**WORK TO COMPLETE**: Please gather every line of the entries that holds the word "masonry" and copy each one.

**RECORDS FOR THIS TASK**:
-.-.-

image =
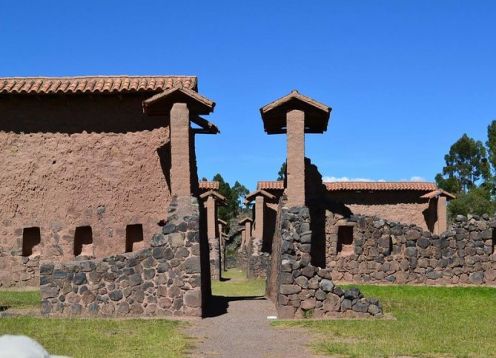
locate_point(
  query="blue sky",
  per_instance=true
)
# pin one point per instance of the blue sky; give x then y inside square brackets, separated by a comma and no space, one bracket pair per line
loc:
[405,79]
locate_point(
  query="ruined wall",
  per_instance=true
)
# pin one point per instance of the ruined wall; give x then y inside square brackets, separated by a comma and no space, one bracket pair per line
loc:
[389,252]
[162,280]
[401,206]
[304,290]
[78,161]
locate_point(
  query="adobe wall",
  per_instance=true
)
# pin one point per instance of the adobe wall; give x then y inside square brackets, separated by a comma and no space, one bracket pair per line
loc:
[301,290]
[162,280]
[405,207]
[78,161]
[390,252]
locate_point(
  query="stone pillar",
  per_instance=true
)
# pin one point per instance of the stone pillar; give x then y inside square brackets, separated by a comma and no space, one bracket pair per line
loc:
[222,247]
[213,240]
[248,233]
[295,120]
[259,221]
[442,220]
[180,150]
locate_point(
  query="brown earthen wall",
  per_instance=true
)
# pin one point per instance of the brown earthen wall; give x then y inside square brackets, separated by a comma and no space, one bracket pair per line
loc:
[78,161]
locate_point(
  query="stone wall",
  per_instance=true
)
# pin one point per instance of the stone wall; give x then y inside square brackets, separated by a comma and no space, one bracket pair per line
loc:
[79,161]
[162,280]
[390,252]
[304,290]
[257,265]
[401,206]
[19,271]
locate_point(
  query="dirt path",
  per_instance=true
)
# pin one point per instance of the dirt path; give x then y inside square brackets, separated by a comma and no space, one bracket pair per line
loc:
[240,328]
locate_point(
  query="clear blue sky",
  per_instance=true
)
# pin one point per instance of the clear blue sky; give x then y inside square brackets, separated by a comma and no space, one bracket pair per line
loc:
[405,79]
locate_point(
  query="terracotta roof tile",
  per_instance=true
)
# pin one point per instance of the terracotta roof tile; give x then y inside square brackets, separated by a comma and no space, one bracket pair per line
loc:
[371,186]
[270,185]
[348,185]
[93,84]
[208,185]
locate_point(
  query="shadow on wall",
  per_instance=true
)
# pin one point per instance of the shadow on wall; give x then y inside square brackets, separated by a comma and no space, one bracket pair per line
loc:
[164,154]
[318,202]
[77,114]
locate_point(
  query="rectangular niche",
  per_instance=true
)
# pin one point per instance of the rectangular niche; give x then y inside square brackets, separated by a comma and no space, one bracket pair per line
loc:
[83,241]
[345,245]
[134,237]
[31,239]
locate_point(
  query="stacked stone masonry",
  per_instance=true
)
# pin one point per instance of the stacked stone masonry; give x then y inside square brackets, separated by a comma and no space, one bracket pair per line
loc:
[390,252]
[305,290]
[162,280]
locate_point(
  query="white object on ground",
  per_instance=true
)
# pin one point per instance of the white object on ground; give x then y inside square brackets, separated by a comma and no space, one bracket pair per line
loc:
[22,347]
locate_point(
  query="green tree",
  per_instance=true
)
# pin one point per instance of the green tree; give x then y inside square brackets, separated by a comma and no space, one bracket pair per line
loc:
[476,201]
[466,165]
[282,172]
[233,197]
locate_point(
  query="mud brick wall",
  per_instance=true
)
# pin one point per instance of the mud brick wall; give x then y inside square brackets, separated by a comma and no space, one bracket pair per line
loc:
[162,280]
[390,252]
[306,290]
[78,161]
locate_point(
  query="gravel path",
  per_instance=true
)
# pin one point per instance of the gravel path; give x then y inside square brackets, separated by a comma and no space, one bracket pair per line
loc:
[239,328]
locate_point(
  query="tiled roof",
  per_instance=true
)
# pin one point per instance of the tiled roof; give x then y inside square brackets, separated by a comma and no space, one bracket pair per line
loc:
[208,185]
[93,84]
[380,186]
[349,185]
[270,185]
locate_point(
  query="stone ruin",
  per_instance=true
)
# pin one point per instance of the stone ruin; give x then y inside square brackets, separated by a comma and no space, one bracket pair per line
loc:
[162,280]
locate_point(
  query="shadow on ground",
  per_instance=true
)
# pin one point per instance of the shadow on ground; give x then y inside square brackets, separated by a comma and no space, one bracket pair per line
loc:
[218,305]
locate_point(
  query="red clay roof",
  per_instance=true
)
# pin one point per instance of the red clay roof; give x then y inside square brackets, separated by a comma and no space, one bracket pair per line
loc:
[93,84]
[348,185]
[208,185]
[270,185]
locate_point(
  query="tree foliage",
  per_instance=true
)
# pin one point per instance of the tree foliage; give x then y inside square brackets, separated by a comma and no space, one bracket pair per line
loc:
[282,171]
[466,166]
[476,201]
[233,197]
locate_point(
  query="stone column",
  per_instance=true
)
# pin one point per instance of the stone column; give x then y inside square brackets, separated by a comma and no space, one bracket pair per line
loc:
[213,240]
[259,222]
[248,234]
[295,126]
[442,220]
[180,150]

-.-.-

**WRITTEN ANSWER**:
  query="stacked stone masonry",
# pin one point per instance of the stacked stone masonry; give x then y inside square brackets, separated by a comma and no space, one bracket pair per line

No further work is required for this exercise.